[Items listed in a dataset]
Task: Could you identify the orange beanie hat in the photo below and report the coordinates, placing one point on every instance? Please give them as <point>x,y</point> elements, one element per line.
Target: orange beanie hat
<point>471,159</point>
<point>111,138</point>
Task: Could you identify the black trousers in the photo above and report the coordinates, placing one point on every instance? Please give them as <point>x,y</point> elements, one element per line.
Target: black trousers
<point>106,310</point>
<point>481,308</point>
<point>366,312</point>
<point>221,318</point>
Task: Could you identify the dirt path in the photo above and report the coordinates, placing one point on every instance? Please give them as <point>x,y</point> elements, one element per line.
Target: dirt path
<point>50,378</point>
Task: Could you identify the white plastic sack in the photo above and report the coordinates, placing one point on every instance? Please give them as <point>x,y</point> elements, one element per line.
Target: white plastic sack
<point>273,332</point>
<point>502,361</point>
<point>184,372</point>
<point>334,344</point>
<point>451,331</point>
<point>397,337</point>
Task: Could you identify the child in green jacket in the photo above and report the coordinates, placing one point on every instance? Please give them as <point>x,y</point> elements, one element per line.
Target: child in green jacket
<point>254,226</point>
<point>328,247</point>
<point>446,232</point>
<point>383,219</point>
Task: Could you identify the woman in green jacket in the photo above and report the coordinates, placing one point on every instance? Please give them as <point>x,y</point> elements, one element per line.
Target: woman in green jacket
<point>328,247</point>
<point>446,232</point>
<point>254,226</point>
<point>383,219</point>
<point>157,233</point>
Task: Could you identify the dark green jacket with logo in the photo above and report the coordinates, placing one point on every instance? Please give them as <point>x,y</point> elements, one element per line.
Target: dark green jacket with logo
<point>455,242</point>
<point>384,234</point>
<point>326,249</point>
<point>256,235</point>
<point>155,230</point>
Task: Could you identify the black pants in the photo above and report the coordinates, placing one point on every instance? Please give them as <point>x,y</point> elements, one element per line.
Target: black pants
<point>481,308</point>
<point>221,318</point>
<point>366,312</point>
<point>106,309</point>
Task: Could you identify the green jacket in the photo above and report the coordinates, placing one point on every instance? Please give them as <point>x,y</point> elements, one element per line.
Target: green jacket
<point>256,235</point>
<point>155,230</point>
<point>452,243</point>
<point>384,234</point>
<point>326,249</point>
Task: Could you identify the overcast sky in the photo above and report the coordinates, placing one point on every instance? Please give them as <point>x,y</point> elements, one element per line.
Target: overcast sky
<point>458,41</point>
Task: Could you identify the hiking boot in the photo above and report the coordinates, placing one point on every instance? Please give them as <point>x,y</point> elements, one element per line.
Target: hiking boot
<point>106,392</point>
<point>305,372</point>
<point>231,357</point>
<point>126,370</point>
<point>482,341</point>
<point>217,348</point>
--
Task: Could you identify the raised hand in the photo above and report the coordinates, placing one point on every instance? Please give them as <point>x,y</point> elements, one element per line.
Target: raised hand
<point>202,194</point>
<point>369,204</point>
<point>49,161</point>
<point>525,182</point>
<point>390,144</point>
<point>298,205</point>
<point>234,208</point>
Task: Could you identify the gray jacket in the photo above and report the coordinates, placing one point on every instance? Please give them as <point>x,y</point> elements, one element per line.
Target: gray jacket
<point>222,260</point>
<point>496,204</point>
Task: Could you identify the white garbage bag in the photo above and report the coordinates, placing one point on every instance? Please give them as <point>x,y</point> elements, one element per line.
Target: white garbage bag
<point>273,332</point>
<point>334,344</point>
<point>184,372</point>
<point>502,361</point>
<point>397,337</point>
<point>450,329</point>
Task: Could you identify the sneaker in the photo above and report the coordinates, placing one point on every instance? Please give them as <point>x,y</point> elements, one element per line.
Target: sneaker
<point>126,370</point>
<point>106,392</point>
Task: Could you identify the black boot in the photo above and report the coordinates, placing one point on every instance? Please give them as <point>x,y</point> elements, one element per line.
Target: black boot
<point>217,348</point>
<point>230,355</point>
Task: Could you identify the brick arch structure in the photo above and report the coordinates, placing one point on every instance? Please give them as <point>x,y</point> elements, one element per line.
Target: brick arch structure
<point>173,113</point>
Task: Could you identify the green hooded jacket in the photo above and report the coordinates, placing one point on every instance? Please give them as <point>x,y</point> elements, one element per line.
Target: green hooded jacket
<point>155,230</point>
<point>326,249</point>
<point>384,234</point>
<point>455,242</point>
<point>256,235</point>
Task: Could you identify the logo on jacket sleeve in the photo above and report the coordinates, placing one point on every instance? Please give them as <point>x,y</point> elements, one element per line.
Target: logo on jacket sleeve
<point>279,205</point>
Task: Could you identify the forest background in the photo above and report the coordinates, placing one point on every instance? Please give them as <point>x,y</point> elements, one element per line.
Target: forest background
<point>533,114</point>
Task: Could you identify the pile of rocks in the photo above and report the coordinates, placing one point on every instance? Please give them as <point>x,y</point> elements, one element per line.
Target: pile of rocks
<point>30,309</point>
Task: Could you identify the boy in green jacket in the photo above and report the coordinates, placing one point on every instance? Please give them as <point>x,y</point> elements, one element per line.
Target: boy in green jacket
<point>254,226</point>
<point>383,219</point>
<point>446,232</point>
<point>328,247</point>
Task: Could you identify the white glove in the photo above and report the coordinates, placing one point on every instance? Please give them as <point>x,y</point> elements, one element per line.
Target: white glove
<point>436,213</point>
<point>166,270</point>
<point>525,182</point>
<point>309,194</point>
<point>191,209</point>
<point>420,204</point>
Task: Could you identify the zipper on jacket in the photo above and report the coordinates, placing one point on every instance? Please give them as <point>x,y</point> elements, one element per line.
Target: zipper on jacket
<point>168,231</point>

Work instruction:
Above are the records. Copy the lines beginning at the one that has "Task: Could you identify the orange" and ending with the one that has "Task: Could you identify the white plastic", unchanged.

The answer:
Task: Could you identify the orange beanie hat in the photo below and report the coordinates, placing one point on every instance? Please give them as <point>x,y</point> elements, one element per line.
Target: orange beanie hat
<point>471,159</point>
<point>111,138</point>
Task: Could you identify the black trousers in the photo above and report the coordinates, placing one point on every instance? Please give them as <point>x,y</point> elements, one element per line.
Target: black trousers
<point>106,310</point>
<point>481,308</point>
<point>366,312</point>
<point>221,318</point>
Task: Could you identify the dirt path in the photo above and report the coordinates, placing one point on every instance? Please give them as <point>x,y</point> elements, one element per line.
Target: dirt path
<point>50,378</point>
Task: Could you identify the white plastic sack in the photo above and report the coordinates, placing one point on every instance? Please give them as <point>x,y</point> elements, one element per line.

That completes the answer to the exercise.